▸ DIRECTIONS
The entries below contain a line with "Query: white cloud" and a line with "Query: treeline". Quote exactly those two lines and all lines between them.

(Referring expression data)
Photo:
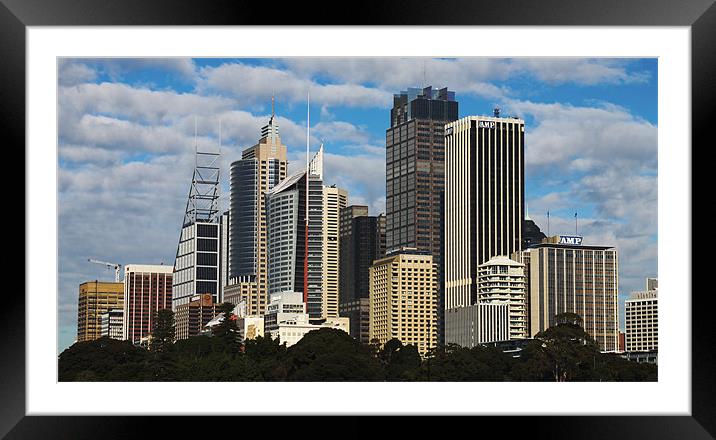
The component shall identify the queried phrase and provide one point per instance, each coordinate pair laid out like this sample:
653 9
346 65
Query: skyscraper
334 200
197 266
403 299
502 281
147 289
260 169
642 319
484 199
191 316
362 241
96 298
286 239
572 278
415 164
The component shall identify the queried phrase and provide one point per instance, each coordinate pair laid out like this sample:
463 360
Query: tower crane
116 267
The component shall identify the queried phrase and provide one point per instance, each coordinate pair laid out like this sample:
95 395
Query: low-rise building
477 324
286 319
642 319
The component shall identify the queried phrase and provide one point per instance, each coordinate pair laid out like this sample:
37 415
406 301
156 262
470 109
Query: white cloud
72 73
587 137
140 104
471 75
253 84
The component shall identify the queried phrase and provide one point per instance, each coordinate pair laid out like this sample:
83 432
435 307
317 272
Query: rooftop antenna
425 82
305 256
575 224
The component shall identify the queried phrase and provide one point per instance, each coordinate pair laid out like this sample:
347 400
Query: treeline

--

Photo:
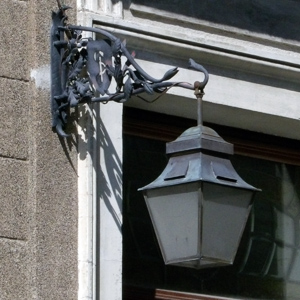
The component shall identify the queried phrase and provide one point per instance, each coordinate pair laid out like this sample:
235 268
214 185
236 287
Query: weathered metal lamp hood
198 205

▸ RESULT
Query: white cloud
72 73
587 137
140 104
471 75
253 84
The component shall identify the queried phrase and provide one point per instance, each coordinate pair laid out like this sample:
83 432
435 307
317 272
Query: rooftop antenna
425 82
305 256
575 224
The component shall identify the queried phrase and provide one point per instance, each coordinate pair laid out like this sample:
347 400
Query: treeline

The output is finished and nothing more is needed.